This song came about by my jamming along with my drum machine. Some of the preprogrammed rhythms include bass sounds, and it was always fun to work out my guitar to a certain bass/drum pattern. It was fast, it was fun to play, and it would be monotonous for a listener to hear, as the drum machine never lets up.

Every time I finished jamming to that drum pattern, often for an hour or so at a time, I would think to myself, "I've got to use that pattern in a song." It seemed a shame to tame such a wild workout by stitching it into a tight song framework, however, so I never got around to doing it.

After moving to California and getting my recording studio set up, I was looking for a project to get back into the recording groove. I came back to the bass/drum pattern and tried to figure out how I could use it without making it too rhymically long and boring or too structured and tame. It occured to me that with my digital studio, music can be synchronized with the time keeper in the studio. What this meant was, I could record my long guitar solo. I could then edit the bass/drum part and create a new rhythm to back the solo. Despite being a drum machine, I could simulate the drummer reacting to the guitar part or make it sound like the guitarist is picking up on the drummer. Meanwhile, the studio would keep the rhythm and solos lined up no matter how much I edited away.

[SET TASKS]:
a – In the passage about how the song came about, what was the writer jamming along with?
b – How many lines of the records contain the string "column"? Case counts, and the reply should be only the number.

[DATA IN THIS EXERCISE]:
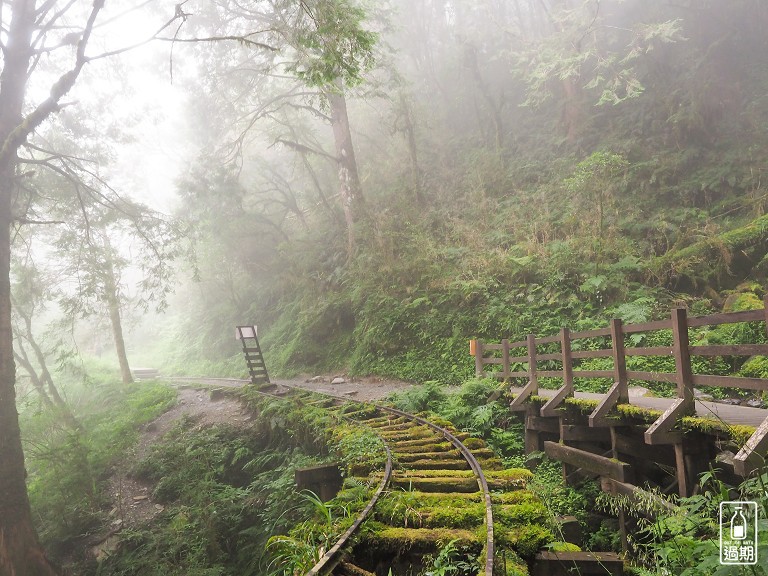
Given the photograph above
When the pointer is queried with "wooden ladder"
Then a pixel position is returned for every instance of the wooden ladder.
(253, 356)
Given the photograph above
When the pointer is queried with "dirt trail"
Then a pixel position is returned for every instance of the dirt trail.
(132, 498)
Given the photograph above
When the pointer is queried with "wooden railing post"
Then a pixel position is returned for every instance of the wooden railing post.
(662, 431)
(619, 392)
(682, 356)
(532, 364)
(479, 351)
(533, 384)
(566, 390)
(765, 310)
(619, 361)
(505, 358)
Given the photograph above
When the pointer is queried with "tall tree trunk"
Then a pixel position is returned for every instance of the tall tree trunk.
(413, 151)
(351, 190)
(20, 550)
(112, 297)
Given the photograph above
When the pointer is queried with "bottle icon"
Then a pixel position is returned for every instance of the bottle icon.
(738, 525)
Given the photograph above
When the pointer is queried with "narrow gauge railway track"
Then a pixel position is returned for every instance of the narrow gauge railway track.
(431, 461)
(433, 492)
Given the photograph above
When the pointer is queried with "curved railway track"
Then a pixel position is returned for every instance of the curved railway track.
(425, 460)
(434, 490)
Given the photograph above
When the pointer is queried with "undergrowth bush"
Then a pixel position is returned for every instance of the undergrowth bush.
(67, 465)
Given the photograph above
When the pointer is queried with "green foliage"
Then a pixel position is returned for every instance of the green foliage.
(360, 448)
(218, 485)
(66, 466)
(333, 45)
(686, 540)
(450, 561)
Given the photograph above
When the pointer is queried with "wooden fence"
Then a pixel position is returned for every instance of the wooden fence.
(522, 359)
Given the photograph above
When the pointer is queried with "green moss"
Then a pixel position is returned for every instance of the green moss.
(739, 433)
(531, 512)
(413, 456)
(432, 464)
(399, 540)
(515, 566)
(405, 448)
(638, 413)
(526, 540)
(563, 547)
(474, 443)
(581, 405)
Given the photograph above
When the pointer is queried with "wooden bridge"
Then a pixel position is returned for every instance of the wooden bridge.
(626, 439)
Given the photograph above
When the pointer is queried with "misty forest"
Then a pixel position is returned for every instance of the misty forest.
(373, 184)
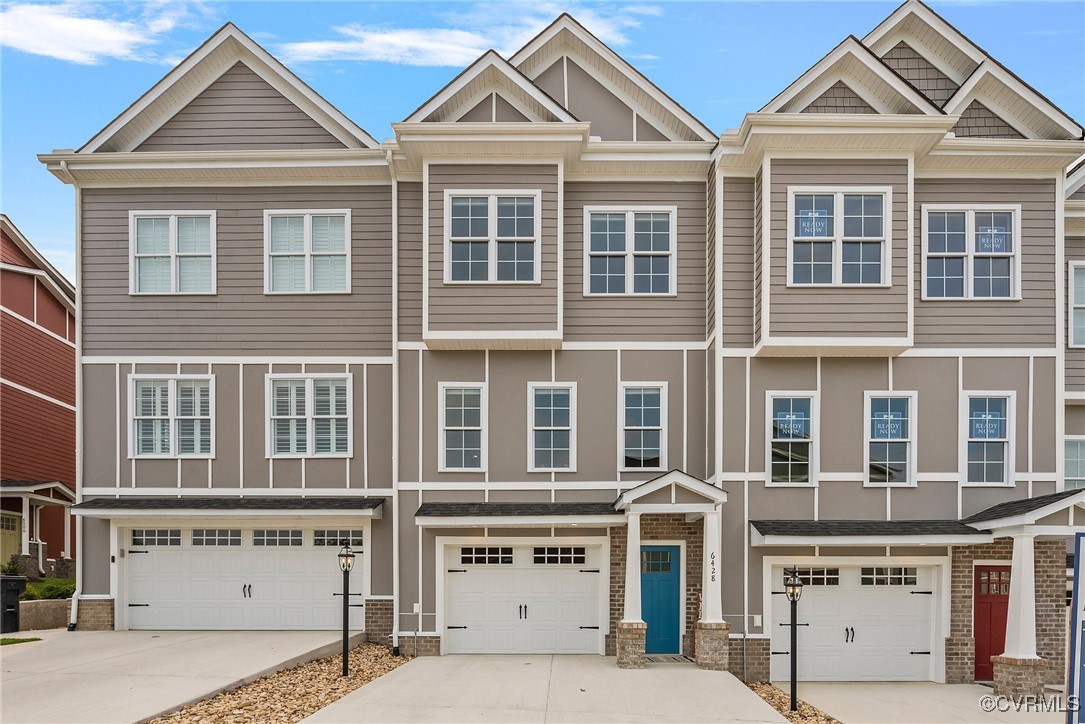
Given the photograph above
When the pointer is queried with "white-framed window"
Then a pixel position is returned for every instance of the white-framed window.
(493, 237)
(839, 236)
(630, 251)
(1077, 304)
(987, 453)
(890, 440)
(171, 252)
(792, 453)
(307, 251)
(309, 415)
(971, 252)
(642, 426)
(462, 420)
(551, 427)
(171, 416)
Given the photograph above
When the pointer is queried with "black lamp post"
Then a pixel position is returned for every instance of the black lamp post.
(793, 588)
(346, 562)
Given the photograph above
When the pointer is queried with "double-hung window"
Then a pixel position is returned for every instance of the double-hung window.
(171, 252)
(462, 427)
(642, 426)
(492, 237)
(552, 427)
(308, 252)
(309, 416)
(839, 237)
(971, 253)
(630, 251)
(173, 416)
(890, 447)
(792, 454)
(987, 445)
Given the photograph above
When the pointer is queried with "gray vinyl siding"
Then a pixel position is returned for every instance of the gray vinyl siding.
(854, 312)
(739, 272)
(240, 111)
(240, 319)
(626, 318)
(487, 306)
(1028, 322)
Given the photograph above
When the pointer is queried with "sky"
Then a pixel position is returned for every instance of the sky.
(68, 68)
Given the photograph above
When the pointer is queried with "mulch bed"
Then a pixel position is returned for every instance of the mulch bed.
(293, 694)
(781, 702)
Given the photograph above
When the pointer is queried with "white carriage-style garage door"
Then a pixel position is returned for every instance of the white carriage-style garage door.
(859, 623)
(523, 599)
(240, 578)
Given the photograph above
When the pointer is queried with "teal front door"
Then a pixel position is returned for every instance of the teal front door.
(659, 597)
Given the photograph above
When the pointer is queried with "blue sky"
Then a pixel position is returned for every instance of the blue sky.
(67, 68)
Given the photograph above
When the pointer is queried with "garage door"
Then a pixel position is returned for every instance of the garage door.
(865, 623)
(240, 579)
(522, 599)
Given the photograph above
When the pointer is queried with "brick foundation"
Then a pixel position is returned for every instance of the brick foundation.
(713, 645)
(630, 644)
(378, 620)
(96, 614)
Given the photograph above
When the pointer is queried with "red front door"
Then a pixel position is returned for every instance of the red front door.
(991, 593)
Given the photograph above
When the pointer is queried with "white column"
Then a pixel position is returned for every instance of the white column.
(1021, 617)
(712, 604)
(632, 611)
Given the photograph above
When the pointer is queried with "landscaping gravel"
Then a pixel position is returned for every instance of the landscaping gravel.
(293, 694)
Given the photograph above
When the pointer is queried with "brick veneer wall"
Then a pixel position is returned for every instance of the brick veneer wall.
(1050, 569)
(659, 526)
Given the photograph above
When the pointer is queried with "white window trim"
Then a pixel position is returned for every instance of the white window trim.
(309, 419)
(838, 238)
(174, 266)
(913, 397)
(1072, 305)
(969, 210)
(664, 424)
(484, 420)
(629, 210)
(1010, 435)
(307, 214)
(532, 386)
(492, 195)
(173, 379)
(815, 435)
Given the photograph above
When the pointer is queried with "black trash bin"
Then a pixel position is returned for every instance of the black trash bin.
(11, 588)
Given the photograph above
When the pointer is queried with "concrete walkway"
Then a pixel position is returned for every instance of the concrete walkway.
(548, 688)
(915, 703)
(130, 675)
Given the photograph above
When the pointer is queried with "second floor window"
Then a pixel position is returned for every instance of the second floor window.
(171, 417)
(493, 237)
(173, 253)
(629, 251)
(307, 252)
(839, 238)
(309, 416)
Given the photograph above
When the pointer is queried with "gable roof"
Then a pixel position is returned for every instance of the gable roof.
(202, 67)
(488, 74)
(637, 89)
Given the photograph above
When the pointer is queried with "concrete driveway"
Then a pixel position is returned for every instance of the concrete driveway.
(548, 688)
(921, 702)
(130, 675)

[RESPONSES TO THE TASKS]:
a – A drum machine.

b – 2